→ **Job**: Can you rewrite the rows below, changing every "Output" to "Result" and leaving everything else untouched?

→ **Records for the task**:
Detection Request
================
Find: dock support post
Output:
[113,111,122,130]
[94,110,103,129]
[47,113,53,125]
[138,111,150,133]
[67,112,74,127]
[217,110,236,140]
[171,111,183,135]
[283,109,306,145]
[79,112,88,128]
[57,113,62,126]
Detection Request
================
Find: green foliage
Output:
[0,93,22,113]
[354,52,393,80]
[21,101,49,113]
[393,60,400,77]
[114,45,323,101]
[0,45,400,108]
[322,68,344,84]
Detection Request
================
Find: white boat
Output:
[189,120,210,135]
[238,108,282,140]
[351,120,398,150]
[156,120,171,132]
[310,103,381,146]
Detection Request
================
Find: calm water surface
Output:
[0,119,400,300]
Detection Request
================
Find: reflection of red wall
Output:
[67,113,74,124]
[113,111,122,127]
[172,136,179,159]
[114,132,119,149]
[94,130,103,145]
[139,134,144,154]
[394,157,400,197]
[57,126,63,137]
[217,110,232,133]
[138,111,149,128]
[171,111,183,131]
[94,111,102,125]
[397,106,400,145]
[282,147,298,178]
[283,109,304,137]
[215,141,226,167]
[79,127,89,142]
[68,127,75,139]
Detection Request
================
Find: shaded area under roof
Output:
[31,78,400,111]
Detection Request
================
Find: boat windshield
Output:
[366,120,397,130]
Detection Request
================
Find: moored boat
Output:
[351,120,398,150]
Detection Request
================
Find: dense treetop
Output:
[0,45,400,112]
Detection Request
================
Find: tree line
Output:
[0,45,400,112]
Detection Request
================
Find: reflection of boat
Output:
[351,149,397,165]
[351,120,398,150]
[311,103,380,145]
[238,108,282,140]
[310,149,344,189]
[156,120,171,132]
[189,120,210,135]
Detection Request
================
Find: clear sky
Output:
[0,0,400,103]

→ **Result for this exercise**:
Detection Request
================
Find: dock support post
Result:
[113,111,122,130]
[94,110,103,129]
[47,113,53,125]
[138,111,150,133]
[67,112,74,127]
[217,110,236,140]
[171,111,183,135]
[283,109,306,145]
[79,112,88,128]
[57,113,62,126]
Detection Request
================
Find: green foliage
Result:
[0,93,22,113]
[354,52,393,80]
[21,101,49,113]
[393,60,400,77]
[114,45,323,101]
[0,45,400,108]
[322,68,344,84]
Detection Request
================
Find: white boat
Result:
[189,120,210,135]
[238,108,282,140]
[351,120,398,150]
[156,120,171,132]
[310,103,381,146]
Detection Request
================
Find: calm water surface
Result:
[0,119,400,300]
Detection Request
================
Find: reflection of red wall
Result:
[67,113,74,124]
[113,111,122,127]
[172,136,179,159]
[114,132,119,149]
[94,130,103,145]
[139,134,144,154]
[394,157,400,197]
[57,126,63,137]
[217,110,232,133]
[138,111,149,128]
[171,111,183,131]
[94,111,102,125]
[397,106,400,145]
[282,147,298,178]
[283,109,304,137]
[215,141,226,167]
[79,127,89,142]
[68,127,75,139]
Detection Request
================
Find: shaded area under roof
Result:
[31,78,400,111]
Detection Request
================
Find: boat windshield
Result:
[366,120,397,130]
Detection Request
================
Find: moored boat
Result:
[351,120,398,150]
Detection Request
================
Find: dense treetop
Result:
[0,45,400,112]
Detection Request
================
Find: tree line
Result:
[0,45,400,112]
Detection Request
================
Find: reflection of boat
Result:
[351,149,397,165]
[351,120,398,150]
[311,103,380,145]
[238,108,282,140]
[310,149,344,189]
[156,120,171,132]
[189,120,210,135]
Detection Request
================
Find: clear sky
Result:
[0,0,400,103]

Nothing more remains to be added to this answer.